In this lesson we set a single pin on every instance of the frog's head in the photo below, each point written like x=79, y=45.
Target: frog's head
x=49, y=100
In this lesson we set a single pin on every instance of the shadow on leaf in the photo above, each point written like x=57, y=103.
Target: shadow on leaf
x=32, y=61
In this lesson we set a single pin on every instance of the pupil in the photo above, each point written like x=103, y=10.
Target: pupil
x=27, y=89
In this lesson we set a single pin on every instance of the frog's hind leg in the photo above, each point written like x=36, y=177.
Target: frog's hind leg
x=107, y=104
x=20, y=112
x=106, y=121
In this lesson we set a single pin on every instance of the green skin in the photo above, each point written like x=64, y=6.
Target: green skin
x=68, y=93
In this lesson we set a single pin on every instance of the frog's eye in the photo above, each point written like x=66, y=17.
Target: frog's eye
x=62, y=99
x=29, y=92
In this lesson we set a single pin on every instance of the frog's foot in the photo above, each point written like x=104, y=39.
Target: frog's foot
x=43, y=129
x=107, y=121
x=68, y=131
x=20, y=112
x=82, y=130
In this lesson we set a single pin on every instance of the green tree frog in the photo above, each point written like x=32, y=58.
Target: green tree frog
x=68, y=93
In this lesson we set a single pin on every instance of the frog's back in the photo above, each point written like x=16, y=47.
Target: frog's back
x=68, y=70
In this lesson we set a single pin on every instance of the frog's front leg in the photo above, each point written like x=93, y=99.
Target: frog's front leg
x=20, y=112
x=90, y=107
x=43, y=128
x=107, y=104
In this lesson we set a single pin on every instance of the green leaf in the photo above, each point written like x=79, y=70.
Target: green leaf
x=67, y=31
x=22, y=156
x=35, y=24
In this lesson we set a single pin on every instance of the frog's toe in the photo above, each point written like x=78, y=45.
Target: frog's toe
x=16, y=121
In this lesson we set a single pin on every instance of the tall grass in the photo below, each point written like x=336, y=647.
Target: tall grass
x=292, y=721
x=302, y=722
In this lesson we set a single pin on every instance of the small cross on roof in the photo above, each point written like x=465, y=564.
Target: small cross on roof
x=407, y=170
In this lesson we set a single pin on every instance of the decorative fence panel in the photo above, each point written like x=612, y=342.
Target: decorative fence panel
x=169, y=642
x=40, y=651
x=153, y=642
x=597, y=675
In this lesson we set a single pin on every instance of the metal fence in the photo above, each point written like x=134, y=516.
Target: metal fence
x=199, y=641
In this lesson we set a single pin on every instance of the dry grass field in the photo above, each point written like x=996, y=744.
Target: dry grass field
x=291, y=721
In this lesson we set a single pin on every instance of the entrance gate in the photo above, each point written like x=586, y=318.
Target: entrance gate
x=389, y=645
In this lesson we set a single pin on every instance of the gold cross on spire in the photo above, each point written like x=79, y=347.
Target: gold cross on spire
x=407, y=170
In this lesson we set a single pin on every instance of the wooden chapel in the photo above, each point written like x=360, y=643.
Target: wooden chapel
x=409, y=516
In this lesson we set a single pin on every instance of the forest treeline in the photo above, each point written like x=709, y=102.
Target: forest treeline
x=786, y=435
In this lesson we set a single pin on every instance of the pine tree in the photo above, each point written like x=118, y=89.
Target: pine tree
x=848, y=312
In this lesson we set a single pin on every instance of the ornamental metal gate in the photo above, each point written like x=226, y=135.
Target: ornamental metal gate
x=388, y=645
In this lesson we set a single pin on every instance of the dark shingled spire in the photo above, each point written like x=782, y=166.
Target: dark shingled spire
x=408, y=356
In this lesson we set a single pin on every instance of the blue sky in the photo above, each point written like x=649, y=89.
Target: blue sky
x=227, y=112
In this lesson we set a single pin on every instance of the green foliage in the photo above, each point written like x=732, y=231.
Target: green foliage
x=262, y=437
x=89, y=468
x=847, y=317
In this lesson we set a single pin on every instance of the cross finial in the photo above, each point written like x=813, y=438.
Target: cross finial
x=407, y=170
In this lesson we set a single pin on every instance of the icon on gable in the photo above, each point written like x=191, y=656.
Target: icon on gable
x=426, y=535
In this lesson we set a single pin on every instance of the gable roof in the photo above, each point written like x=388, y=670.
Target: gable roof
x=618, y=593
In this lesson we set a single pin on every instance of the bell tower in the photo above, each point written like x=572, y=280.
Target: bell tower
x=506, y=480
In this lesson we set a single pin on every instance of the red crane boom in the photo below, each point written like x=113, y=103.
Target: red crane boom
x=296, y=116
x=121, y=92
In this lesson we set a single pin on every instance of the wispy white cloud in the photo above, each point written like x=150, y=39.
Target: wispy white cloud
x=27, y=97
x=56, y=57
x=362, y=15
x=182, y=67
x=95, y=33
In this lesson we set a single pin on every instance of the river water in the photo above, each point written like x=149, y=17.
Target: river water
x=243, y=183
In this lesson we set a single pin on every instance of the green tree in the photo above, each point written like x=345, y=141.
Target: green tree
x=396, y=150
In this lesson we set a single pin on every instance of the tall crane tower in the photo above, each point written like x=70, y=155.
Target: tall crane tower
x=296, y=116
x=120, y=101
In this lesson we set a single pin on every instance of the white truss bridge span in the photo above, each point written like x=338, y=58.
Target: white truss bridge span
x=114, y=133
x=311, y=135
--------
Arrange the lines above as a JSON list of strings, one string per line, leaving out any blank lines.

● The solution
[
  "In this lesson we set a single pin on every instance of the frog's head in the photo below, each point written like x=79, y=45.",
  "Target: frog's head",
  "x=49, y=100",
  "In this lesson we set a single pin on every instance of the shadow on leaf in the photo above, each point written like x=57, y=103.",
  "Target: shadow on leaf",
  "x=32, y=61",
  "In this lesson we set a single pin on every instance of the pupil in the photo above, each point written like x=103, y=10.",
  "Target: pupil",
  "x=27, y=89",
  "In this lesson we set a single pin on every instance of the frog's hind leg in the photo above, each point written like x=36, y=177.",
  "Target: frog's hind leg",
  "x=107, y=104",
  "x=20, y=112",
  "x=106, y=121",
  "In this lesson we set a single pin on every instance of the green skin in the photo above, each point written like x=64, y=6.",
  "Target: green skin",
  "x=68, y=93",
  "In this lesson we set a single pin on every instance of the frog's eye in the photo above, each point written like x=66, y=17.",
  "Target: frog's eye",
  "x=62, y=99",
  "x=29, y=92",
  "In this lesson we set a single pin on every instance of the frog's foot in the photo above, each point written like x=104, y=39.",
  "Target: frog's foot",
  "x=43, y=129",
  "x=107, y=121",
  "x=68, y=131",
  "x=20, y=112",
  "x=82, y=130",
  "In this lesson we set a single pin on every instance of the green tree frog in the photo above, each point written like x=32, y=58.",
  "Target: green tree frog",
  "x=68, y=93",
  "In this lesson we set a single pin on every instance of the frog's back in the photo above, each point written like x=16, y=47.",
  "Target: frog's back",
  "x=68, y=70",
  "In this lesson we set a single pin on every instance of the frog's front leg in the photo above, each point written like x=93, y=99.",
  "Target: frog's front leg",
  "x=20, y=112",
  "x=90, y=107",
  "x=43, y=128",
  "x=107, y=104",
  "In this lesson we set a single pin on every instance of the green leaf in the photo above, each point written like x=79, y=70.",
  "Target: green leaf",
  "x=67, y=31",
  "x=22, y=156",
  "x=35, y=24",
  "In this lesson we set a single pin on every instance of the frog's toe in the photo above, each point written like x=78, y=45.",
  "Target: frog's toe",
  "x=16, y=121",
  "In this lesson we set a single pin on every instance of the tall grass in the photo below, each point written like x=336, y=647.",
  "Target: tall grass",
  "x=292, y=721",
  "x=302, y=722",
  "In this lesson we set a single pin on every instance of the small cross on roof in the photo above, each point written like x=465, y=564.",
  "Target: small cross on roof",
  "x=407, y=170",
  "In this lesson we set a single pin on every instance of the decorative fence panel in the photo above, each point written like x=612, y=342.",
  "Target: decorative fence panel",
  "x=169, y=642",
  "x=40, y=651",
  "x=153, y=642",
  "x=597, y=675",
  "In this lesson we set a single pin on every instance of the metal fence in the photo above, each point written like x=134, y=516.",
  "Target: metal fence",
  "x=199, y=641",
  "In this lesson we set a single pin on every instance of the dry grass field in the photo above, each point written like x=996, y=744.",
  "Target: dry grass field",
  "x=291, y=721",
  "In this lesson we set a single pin on every instance of the entrance gate in the photo above, each point written like x=586, y=318.",
  "Target: entrance gate",
  "x=389, y=645",
  "In this lesson we set a single pin on every instance of the gold cross on spire in the photo above, each point written like x=79, y=347.",
  "Target: gold cross on spire",
  "x=407, y=170",
  "In this lesson we set a single pin on every instance of the wooden chapel in the photo above, each point written like x=360, y=643.",
  "Target: wooden chapel",
  "x=409, y=516",
  "In this lesson we set a single pin on every instance of the forest treeline in the photo above, each point written like x=709, y=102.",
  "Target: forest treeline",
  "x=786, y=435",
  "In this lesson we set a single pin on every instance of the pine tree in the photo above, each point written like x=118, y=89.",
  "Target: pine tree",
  "x=848, y=312",
  "In this lesson we set a single pin on every instance of the ornamental metal gate in the photo above, each point written like x=226, y=135.",
  "Target: ornamental metal gate",
  "x=388, y=645",
  "In this lesson we set a single pin on every instance of the dark shingled spire in the photo above, each point written like x=782, y=166.",
  "Target: dark shingled spire",
  "x=408, y=356",
  "In this lesson we set a single pin on every instance of the blue sky in the photo above, each point written like x=649, y=89.",
  "Target: blue sky",
  "x=227, y=112",
  "In this lesson we set a single pin on every instance of the green foliage in the photo above, each point written like x=732, y=231.",
  "Target: green foliage",
  "x=262, y=437",
  "x=89, y=468",
  "x=847, y=317",
  "In this lesson we set a single pin on every instance of the cross finial in the photo above, each point written like x=813, y=438.",
  "Target: cross finial",
  "x=407, y=170",
  "In this lesson we set a single pin on every instance of the icon on gable in the photo above, each point written like x=191, y=656.",
  "Target: icon on gable",
  "x=426, y=535",
  "In this lesson we set a single pin on every instance of the gable roof in the photo above, each point written like x=388, y=670.",
  "Target: gable roof",
  "x=618, y=593",
  "In this lesson we set a single pin on every instance of the bell tower in the photo above, each point written like x=572, y=280.",
  "Target: bell tower",
  "x=506, y=480",
  "In this lesson we set a single pin on every instance of the red crane boom in the photo below, each point written like x=113, y=103.",
  "Target: red crane boom",
  "x=296, y=116",
  "x=121, y=92",
  "In this lesson we set a single pin on every instance of the wispy white cloud in the photo above, each point written like x=150, y=39.",
  "Target: wispy white cloud",
  "x=27, y=97",
  "x=56, y=57",
  "x=362, y=15",
  "x=182, y=67",
  "x=95, y=33",
  "In this lesson we set a single pin on every instance of the river water in the photo above, each point written like x=149, y=17.",
  "Target: river water",
  "x=243, y=183",
  "In this lesson we set a single pin on every instance of the green tree in the photo above, each point written like x=345, y=141.",
  "Target: green tree",
  "x=396, y=150",
  "In this lesson we set a single pin on every instance of the tall crane tower in the photo above, each point written like x=70, y=155.",
  "Target: tall crane tower",
  "x=296, y=116",
  "x=120, y=101",
  "In this lesson we set a single pin on every instance of the white truss bridge span in the photo above, each point written like x=338, y=58.",
  "Target: white truss bridge span",
  "x=114, y=133",
  "x=311, y=135"
]